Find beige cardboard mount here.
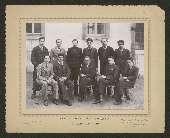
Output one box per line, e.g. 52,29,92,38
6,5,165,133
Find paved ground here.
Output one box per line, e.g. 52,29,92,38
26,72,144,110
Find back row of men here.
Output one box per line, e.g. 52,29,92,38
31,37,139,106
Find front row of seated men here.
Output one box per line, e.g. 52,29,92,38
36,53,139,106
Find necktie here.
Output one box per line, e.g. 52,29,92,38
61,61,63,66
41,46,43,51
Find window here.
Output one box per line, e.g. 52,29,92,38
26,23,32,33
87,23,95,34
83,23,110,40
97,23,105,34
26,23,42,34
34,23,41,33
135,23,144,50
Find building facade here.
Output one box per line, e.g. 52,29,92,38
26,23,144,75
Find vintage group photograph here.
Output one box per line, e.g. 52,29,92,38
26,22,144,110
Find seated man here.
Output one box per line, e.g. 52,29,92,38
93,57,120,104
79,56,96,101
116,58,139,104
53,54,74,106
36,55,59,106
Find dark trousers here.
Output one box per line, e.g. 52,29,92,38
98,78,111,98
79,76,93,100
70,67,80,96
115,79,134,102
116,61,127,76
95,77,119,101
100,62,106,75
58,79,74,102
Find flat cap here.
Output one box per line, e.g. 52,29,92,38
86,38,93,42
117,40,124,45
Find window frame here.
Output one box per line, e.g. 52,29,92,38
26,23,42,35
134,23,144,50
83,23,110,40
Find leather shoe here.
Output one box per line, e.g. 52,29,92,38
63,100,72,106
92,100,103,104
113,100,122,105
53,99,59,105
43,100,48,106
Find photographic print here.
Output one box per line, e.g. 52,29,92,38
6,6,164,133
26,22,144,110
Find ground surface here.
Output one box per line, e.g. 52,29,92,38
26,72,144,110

* * *

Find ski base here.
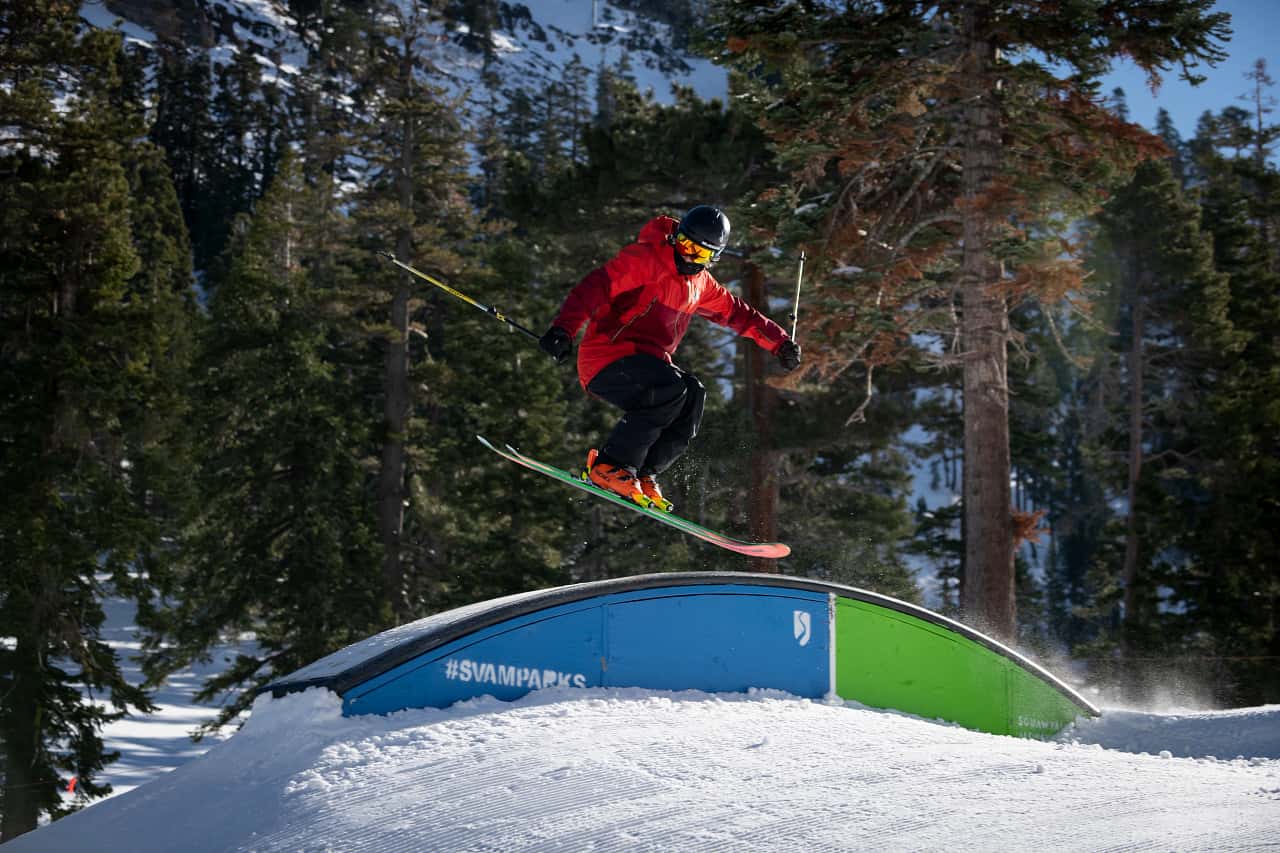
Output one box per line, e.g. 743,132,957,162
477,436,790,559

◆ Exercise details: The reply should hold only the lines of the listing above starting at the line containing "Find back row of men here." and ending at the line containing "Find window frame here.", exactly as written.

◆ Answer section:
Find back row of men here.
Output one box per line, e.g. 52,29,92,38
31,37,139,106
Find front row of seated men here.
Output one box per line, e.g. 52,29,92,38
36,53,139,106
Find necktie here.
Output one box per line, e.g. 52,29,92,38
61,61,63,66
41,46,43,51
Find window here.
Output one box per line, e.g. 52,29,92,38
26,23,32,33
87,23,95,34
83,23,110,40
97,23,105,34
26,23,42,34
34,23,41,33
135,23,144,50
Find building facade here.
Output one box per line, e.g. 52,29,92,38
26,23,144,75
Find vintage group photograph here.
Output one box per line, e.g. 52,29,92,38
26,22,144,110
Find seated man here.
Output one box per line, e.g. 52,29,92,38
93,57,120,104
79,56,96,101
116,58,139,104
53,54,74,106
36,55,59,106
Find dark trousers here.
Output one box per line, e.g. 52,29,92,38
98,78,111,98
79,76,93,100
70,67,80,96
115,79,134,102
116,61,127,76
95,77,119,101
100,62,106,75
58,79,74,102
Find flat cap here.
Output one box per line, e.g. 52,29,92,38
86,38,93,42
117,40,124,45
Find window frame here.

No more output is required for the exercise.